### LISTA DE EXERCÍCIOS
**a.** Resuma o texto sobre Brasília em duas frases.
**b.** Repita, por favor, o trecho do texto sobre Brasília que começa com as palavras "Ao contrário do" e termina com "ofenda, por favor.".
**c.** No texto sobre Brasília, que time aparece como exemplo de jogo que o leitor poderia querer ver in loco?

### TEXTO PARA LEITURA
Toninho Tavares/Agência BrasíliaNunca estive do lado de fora do aeroporto, mas sei de fontes fidedignas que a cidade é meio chata

O espírito de Brasília é meio brega

O tempo é quase sempre seco e pede uma cervejinha, uma bermudinha, uma camisetinha regata, um chinelo de dedo
29.06.23

Ao contrário do amigo que me lê, eu nunca estive em Brasília. Mas, por favor, não se ofenda com a insinuação de que você, amigo, frequenta aquele lugar: digo isso com candura, porque também existem, acredite, razões inocentes para se visitar a capital federal. Digamos que você goste das obras do Niemeyer, por exemplo, ou que ache lindo o plano piloto (é estranho, eu sei, mas pode ser). Ou que aprecie flanar numa urbe sem esquinas (muito, muito estranho, mas também pode ser). Ou queira ver in loco um jogo do seu time, digamos, o Taguatinga (isso é bem menos estranho do que as alternativas anteriores). Ou, Deus nos ampare, queira provar a renomada culinária local (hum). Ou, fazer o quê?, aprecie os ares. São razões boas, aceito todas. Só não se ofenda, por favor.

### ITENS DE DADOS

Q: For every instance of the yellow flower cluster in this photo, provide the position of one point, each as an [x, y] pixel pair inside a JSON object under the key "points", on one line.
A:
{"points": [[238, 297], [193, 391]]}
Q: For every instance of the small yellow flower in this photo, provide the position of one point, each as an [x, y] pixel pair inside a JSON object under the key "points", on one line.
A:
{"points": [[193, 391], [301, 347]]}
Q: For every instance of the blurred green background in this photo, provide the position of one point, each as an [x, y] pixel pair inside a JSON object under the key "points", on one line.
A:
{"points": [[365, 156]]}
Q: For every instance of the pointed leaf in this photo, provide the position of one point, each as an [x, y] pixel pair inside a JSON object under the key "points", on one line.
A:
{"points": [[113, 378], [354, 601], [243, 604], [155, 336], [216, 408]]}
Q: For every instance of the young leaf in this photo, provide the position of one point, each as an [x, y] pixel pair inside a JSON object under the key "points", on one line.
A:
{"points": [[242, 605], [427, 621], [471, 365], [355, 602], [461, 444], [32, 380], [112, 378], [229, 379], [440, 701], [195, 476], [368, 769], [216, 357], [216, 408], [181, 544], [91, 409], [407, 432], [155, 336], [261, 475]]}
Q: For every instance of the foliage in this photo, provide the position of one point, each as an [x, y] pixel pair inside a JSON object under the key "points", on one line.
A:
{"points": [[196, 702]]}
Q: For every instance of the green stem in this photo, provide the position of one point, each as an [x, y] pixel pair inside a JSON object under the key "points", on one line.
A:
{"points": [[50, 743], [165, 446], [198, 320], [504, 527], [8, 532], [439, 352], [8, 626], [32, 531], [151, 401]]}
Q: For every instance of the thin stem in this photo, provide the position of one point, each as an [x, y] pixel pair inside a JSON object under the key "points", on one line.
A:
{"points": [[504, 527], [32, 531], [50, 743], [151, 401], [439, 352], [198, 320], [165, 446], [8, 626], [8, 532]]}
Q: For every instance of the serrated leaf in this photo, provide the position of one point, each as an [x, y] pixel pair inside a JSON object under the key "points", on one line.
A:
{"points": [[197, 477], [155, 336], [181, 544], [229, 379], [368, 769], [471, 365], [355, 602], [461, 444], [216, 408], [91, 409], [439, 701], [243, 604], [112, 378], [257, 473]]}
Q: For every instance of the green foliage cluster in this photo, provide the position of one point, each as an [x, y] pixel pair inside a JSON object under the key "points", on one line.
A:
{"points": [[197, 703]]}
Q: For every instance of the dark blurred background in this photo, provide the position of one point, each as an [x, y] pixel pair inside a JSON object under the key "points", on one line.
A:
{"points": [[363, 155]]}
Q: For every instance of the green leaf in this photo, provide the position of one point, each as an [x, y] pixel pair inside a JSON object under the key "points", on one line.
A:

### AS RESPOSTAS
**a.** Quem escreve diz nunca ter saído do aeroporto de Brasília, mas saber por fontes fidedignas que a cidade é meio chata e tem um espírito meio brega. Pede ao leitor que não se ofenda com a insinuação de que frequenta a capital e enumera razões inocentes para visitá-la, como as obras de Niemeyer, o plano piloto, um jogo do Taguatinga, a culinária local e os ares.

**b.**
Ao contrário do amigo que me lê, eu nunca estive em Brasília. Mas, por favor, não se ofenda com a insinuação de que você, amigo, frequenta aquele lugar: digo isso com candura, porque também existem, acredite, razões inocentes para se visitar a capital federal. Digamos que você goste das obras do Niemeyer, por exemplo, ou que ache lindo o plano piloto (é estranho, eu sei, mas pode ser). Ou que aprecie flanar numa urbe sem esquinas (muito, muito estranho, mas também pode ser). Ou queira ver in loco um jogo do seu time, digamos, o Taguatinga (isso é bem menos estranho do que as alternativas anteriores). Ou, Deus nos ampare, queira provar a renomada culinária local (hum). Ou, fazer o quê?, aprecie os ares. São razões boas, aceito todas. Só não se ofenda, por favor.

**c.** O Taguatinga.